• **Set problem**
Reproduce the following records exactly from the line containing "plastic bag, put" onward, ending with the last line and including it.

• **Supplied material**
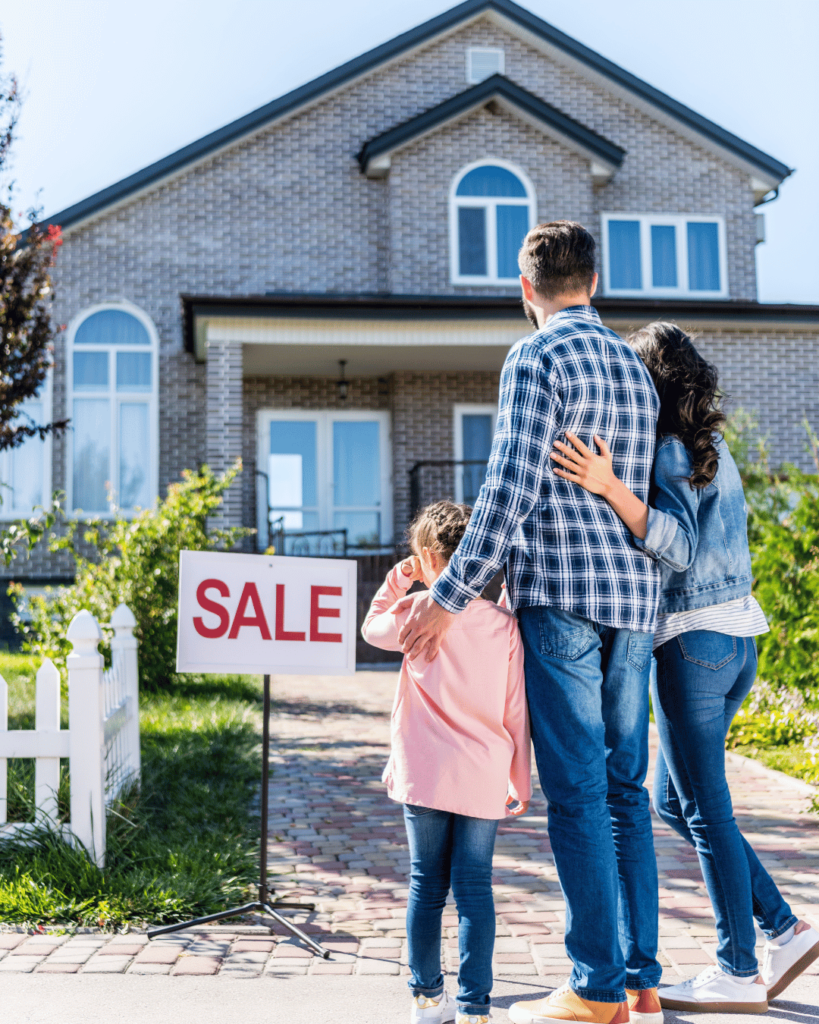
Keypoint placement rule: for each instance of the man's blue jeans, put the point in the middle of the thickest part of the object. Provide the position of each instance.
(450, 850)
(702, 679)
(588, 691)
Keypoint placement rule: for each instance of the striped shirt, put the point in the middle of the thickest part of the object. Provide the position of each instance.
(563, 547)
(741, 617)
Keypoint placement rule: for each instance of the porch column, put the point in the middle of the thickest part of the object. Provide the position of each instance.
(223, 418)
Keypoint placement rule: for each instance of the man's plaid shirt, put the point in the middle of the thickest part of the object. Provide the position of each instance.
(563, 546)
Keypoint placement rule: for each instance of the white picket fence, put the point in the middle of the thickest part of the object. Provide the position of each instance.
(101, 741)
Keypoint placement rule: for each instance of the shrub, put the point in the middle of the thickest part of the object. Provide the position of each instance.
(135, 561)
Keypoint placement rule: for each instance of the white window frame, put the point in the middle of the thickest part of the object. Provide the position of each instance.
(116, 398)
(490, 204)
(460, 410)
(7, 510)
(324, 418)
(472, 50)
(680, 221)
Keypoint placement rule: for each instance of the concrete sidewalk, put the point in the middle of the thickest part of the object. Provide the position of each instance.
(337, 841)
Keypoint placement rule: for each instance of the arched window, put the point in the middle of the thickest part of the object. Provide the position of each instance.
(113, 409)
(491, 208)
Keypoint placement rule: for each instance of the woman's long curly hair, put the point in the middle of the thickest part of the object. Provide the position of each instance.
(689, 394)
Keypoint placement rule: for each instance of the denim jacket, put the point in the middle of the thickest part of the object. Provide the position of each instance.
(698, 535)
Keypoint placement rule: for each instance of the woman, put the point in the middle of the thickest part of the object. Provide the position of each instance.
(706, 663)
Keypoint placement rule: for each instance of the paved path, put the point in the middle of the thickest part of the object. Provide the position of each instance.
(336, 840)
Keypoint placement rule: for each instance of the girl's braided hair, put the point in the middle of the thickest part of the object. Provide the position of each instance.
(689, 394)
(439, 527)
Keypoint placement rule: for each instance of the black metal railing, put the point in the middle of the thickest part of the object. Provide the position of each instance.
(435, 479)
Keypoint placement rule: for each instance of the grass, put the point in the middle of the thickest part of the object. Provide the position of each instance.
(182, 846)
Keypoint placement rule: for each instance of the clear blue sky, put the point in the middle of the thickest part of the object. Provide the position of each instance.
(113, 86)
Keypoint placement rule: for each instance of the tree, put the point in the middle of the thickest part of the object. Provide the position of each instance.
(27, 333)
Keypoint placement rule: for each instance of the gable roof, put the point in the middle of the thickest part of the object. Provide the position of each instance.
(605, 156)
(768, 171)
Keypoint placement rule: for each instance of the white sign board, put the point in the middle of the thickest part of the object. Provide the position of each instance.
(266, 613)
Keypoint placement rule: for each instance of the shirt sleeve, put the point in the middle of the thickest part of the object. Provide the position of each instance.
(516, 722)
(381, 627)
(673, 534)
(528, 416)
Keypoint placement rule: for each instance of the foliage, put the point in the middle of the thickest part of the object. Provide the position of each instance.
(183, 846)
(135, 561)
(26, 331)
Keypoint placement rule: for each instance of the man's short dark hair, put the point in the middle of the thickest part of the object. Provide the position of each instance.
(558, 258)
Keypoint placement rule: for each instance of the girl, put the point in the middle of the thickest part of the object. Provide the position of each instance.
(706, 663)
(460, 737)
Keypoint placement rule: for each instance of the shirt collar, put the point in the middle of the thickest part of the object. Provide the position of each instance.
(588, 313)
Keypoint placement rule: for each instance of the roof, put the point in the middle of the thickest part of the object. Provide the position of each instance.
(443, 307)
(505, 12)
(375, 154)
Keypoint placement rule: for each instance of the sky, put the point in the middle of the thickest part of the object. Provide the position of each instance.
(111, 86)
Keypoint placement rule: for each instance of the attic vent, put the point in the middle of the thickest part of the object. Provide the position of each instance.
(482, 61)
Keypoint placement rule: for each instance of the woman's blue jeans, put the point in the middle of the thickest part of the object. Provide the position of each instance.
(450, 851)
(702, 679)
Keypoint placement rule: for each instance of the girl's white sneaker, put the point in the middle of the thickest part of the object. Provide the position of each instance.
(439, 1011)
(715, 991)
(782, 965)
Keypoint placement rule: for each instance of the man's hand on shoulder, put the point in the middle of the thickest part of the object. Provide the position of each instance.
(425, 628)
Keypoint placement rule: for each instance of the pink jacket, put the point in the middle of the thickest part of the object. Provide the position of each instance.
(460, 726)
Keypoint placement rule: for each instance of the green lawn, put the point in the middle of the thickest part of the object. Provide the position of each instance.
(185, 845)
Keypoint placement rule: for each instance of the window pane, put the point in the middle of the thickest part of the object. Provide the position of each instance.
(513, 222)
(26, 467)
(91, 454)
(362, 527)
(491, 181)
(663, 256)
(626, 268)
(356, 463)
(134, 456)
(293, 437)
(472, 241)
(90, 371)
(112, 327)
(477, 434)
(703, 257)
(133, 371)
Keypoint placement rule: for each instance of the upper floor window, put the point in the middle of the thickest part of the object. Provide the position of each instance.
(651, 254)
(491, 208)
(26, 471)
(113, 409)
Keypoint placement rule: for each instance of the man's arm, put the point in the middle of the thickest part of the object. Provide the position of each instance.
(527, 421)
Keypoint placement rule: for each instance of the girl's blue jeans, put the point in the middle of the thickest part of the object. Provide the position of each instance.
(450, 851)
(702, 679)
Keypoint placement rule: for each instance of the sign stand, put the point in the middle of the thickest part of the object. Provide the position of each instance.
(262, 904)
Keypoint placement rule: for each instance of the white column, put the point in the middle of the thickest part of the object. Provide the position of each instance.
(46, 770)
(87, 735)
(124, 646)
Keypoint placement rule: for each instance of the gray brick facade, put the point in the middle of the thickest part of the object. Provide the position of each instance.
(288, 210)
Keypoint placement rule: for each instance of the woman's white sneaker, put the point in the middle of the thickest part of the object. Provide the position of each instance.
(438, 1011)
(781, 965)
(715, 991)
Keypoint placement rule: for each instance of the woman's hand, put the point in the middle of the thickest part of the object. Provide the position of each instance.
(594, 472)
(412, 567)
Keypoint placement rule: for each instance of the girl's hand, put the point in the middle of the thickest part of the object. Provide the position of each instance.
(412, 567)
(594, 472)
(514, 812)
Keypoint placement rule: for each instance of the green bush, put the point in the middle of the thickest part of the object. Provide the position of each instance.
(135, 561)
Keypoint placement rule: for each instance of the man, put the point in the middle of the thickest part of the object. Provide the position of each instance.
(587, 602)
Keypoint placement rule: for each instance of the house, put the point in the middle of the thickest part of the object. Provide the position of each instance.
(328, 286)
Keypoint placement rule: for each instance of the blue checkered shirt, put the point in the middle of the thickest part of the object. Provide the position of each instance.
(562, 546)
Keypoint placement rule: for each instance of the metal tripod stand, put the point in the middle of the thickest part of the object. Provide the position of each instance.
(262, 904)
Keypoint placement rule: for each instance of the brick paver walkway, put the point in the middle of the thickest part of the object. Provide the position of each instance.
(337, 841)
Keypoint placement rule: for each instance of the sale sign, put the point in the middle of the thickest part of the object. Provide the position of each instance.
(265, 613)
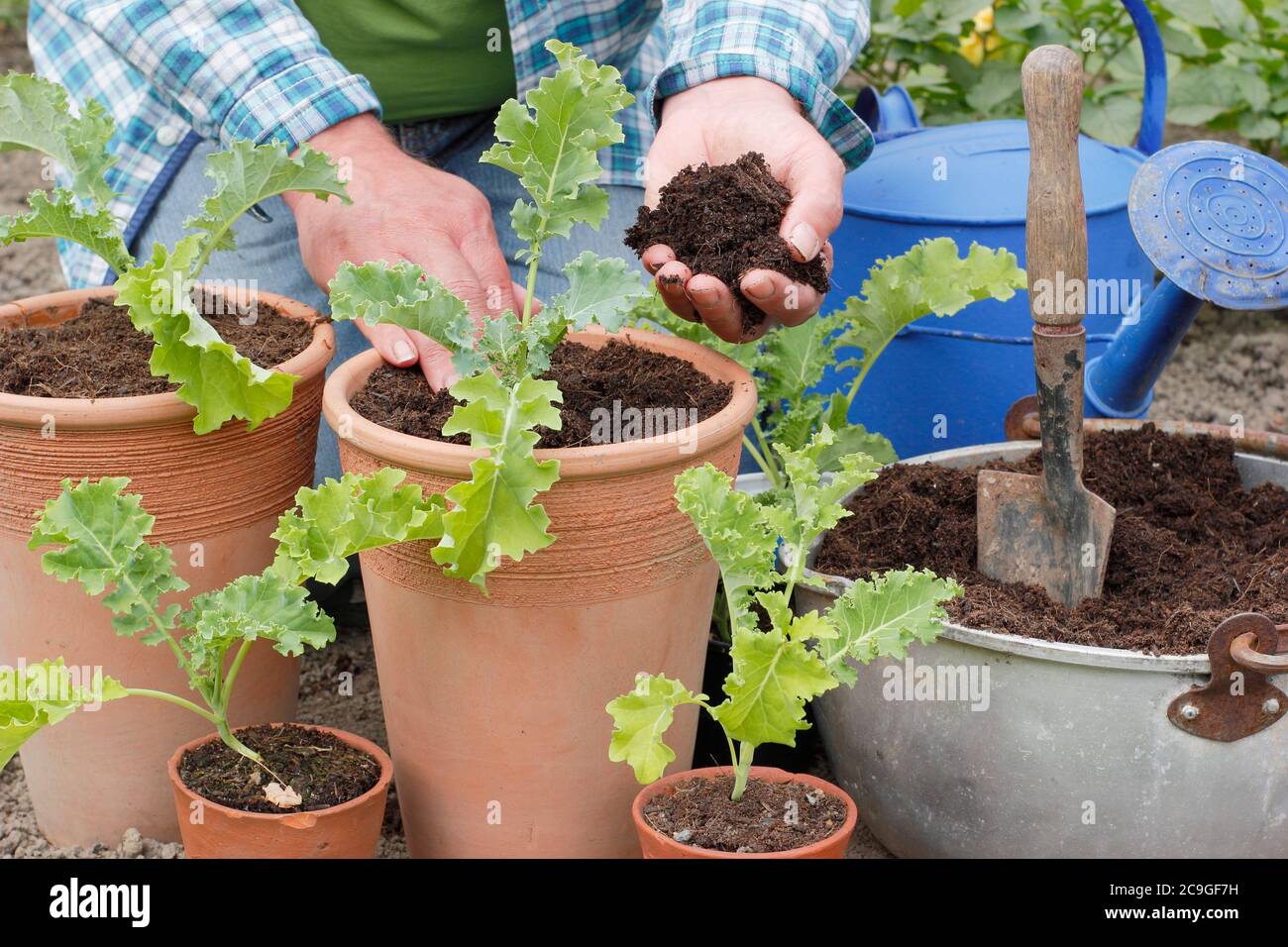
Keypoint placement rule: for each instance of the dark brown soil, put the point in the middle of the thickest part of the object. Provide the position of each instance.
(724, 221)
(590, 380)
(99, 355)
(321, 768)
(1190, 545)
(769, 817)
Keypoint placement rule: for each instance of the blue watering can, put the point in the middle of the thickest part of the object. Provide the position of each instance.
(945, 384)
(1214, 219)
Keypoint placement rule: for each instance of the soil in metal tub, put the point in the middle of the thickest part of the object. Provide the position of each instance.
(1190, 545)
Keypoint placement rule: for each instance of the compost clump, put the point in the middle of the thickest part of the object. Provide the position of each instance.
(724, 219)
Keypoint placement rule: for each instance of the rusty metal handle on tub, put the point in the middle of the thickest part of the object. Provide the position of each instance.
(1244, 652)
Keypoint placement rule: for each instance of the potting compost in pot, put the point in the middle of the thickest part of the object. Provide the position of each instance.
(117, 420)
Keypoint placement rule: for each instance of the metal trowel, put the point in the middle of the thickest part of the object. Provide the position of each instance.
(1050, 530)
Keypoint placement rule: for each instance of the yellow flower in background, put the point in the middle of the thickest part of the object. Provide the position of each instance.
(982, 40)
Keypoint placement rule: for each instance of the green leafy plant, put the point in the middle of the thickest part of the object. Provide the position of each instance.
(550, 142)
(960, 60)
(928, 278)
(158, 291)
(780, 661)
(97, 535)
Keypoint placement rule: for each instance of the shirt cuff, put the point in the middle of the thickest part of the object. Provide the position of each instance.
(297, 103)
(707, 55)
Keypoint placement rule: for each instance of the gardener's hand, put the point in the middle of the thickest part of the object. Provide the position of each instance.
(403, 210)
(717, 123)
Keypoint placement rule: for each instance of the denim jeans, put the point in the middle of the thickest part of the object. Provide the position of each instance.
(269, 253)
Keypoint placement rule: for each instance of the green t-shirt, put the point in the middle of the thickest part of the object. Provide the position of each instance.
(424, 58)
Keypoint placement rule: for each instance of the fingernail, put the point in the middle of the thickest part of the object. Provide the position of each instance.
(805, 241)
(702, 296)
(761, 287)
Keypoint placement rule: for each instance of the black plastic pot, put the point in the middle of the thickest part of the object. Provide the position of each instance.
(711, 749)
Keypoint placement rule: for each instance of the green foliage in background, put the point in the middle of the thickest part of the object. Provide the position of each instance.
(960, 60)
(13, 14)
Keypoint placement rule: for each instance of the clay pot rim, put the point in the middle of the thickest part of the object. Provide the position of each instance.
(764, 774)
(145, 410)
(386, 772)
(575, 463)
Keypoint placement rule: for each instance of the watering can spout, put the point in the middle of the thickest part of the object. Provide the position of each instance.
(1214, 219)
(1121, 380)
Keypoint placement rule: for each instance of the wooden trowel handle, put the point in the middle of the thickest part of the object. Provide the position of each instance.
(1056, 232)
(1056, 245)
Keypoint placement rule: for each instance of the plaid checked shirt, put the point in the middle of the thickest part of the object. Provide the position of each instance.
(179, 71)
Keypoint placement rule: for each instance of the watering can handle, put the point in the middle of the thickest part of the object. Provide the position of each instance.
(1154, 111)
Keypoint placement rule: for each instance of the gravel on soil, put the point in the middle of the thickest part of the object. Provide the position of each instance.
(1229, 364)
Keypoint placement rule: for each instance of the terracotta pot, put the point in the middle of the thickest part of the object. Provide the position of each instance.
(349, 830)
(494, 705)
(215, 499)
(657, 845)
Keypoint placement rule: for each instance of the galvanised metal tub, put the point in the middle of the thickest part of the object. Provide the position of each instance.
(1070, 751)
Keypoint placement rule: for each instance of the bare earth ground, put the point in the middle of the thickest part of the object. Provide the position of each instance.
(1231, 364)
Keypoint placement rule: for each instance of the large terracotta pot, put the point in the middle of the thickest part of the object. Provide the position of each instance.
(215, 497)
(494, 705)
(349, 830)
(657, 845)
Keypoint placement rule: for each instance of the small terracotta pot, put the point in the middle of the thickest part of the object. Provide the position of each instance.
(215, 497)
(657, 845)
(494, 705)
(349, 830)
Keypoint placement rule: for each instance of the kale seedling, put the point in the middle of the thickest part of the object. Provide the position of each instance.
(211, 375)
(550, 141)
(95, 534)
(780, 668)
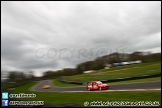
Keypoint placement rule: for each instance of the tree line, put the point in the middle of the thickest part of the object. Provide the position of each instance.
(97, 64)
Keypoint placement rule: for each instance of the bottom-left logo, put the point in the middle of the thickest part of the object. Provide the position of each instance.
(4, 102)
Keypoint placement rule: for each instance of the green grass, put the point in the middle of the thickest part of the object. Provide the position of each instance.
(119, 72)
(60, 84)
(54, 98)
(139, 80)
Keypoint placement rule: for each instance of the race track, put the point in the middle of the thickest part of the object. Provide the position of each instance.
(134, 86)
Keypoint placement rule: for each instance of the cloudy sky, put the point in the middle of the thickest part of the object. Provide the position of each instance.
(52, 35)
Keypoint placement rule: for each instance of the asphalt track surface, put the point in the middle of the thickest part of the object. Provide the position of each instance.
(53, 88)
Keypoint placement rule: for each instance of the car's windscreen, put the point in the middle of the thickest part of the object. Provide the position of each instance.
(99, 82)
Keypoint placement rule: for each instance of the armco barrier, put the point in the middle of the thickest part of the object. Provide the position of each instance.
(114, 80)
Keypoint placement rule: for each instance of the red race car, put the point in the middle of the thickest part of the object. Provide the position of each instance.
(97, 85)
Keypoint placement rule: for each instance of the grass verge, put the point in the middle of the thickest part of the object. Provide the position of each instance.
(54, 98)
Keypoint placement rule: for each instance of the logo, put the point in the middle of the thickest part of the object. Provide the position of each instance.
(4, 102)
(5, 95)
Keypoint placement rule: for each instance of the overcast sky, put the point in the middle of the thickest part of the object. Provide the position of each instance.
(52, 35)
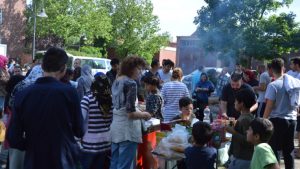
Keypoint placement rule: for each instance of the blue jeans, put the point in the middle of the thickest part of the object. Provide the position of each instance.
(239, 164)
(123, 155)
(92, 160)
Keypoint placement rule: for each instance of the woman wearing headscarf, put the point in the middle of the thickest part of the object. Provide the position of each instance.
(96, 109)
(84, 82)
(202, 91)
(16, 157)
(172, 92)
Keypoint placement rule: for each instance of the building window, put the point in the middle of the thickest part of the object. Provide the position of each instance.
(1, 17)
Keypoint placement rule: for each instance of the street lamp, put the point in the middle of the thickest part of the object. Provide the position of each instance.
(42, 15)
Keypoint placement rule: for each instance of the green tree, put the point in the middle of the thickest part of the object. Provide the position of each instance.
(135, 28)
(235, 28)
(69, 20)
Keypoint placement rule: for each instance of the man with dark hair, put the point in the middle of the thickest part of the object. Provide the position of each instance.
(228, 96)
(296, 65)
(47, 117)
(264, 80)
(281, 115)
(166, 72)
(223, 80)
(238, 69)
(112, 74)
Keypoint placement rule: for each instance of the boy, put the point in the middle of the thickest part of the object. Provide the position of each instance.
(199, 156)
(186, 108)
(259, 133)
(240, 149)
(154, 100)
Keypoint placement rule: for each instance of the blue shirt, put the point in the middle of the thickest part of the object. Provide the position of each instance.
(278, 94)
(200, 157)
(46, 117)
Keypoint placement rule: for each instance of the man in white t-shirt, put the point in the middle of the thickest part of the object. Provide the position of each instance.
(264, 80)
(166, 72)
(292, 71)
(295, 64)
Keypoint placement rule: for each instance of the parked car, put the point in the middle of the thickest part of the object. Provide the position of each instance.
(97, 64)
(212, 73)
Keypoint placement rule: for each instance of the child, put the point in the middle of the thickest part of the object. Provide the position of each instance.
(259, 133)
(153, 106)
(154, 100)
(240, 149)
(199, 156)
(186, 108)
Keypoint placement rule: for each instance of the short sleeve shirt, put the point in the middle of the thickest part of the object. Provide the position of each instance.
(124, 94)
(200, 157)
(228, 95)
(165, 77)
(263, 156)
(277, 93)
(265, 79)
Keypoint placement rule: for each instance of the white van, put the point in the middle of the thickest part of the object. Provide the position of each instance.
(97, 64)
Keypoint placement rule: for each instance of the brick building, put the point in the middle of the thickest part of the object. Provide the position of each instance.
(12, 26)
(168, 52)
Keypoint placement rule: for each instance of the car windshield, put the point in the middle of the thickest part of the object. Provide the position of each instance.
(95, 64)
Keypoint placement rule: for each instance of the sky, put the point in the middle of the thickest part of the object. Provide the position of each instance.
(177, 16)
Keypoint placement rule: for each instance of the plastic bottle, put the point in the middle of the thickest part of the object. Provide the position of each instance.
(206, 113)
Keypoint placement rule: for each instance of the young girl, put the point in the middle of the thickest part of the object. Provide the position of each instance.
(240, 149)
(153, 106)
(96, 108)
(154, 100)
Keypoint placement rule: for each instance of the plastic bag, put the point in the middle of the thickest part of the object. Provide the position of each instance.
(172, 146)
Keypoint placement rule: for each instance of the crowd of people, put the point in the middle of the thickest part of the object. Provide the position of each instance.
(67, 118)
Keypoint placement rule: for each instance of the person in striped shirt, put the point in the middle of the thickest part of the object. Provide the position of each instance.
(171, 92)
(96, 109)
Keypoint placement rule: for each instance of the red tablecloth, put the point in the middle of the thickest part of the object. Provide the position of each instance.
(145, 160)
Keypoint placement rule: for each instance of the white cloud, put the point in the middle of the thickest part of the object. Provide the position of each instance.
(177, 16)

• **Reply to the task**
Keypoint placement rule: for each instance of the plastic bag, put the point in the middle of the thickest part of the object. Provide the position of each instance.
(172, 146)
Keypoint placement rule: for each instance of the crowd of people, put the point in the middle of the thickest part of the object. Provide the position of each instance.
(67, 118)
Keypoint placement rule: for each instance of the person in striped shirt, put the point in the middle of the thickest part of the object. Provide the position of each instance.
(171, 92)
(96, 109)
Keypoint placement rule: for each instance of the red tablecloth, put the point in the middle of the thickest part of the object. Provide the position of each instance.
(145, 160)
Keypoint placement rule: for each instance of the white cloud, put the point in the middle of the thickest part of the object. Provide the position of each instance.
(177, 16)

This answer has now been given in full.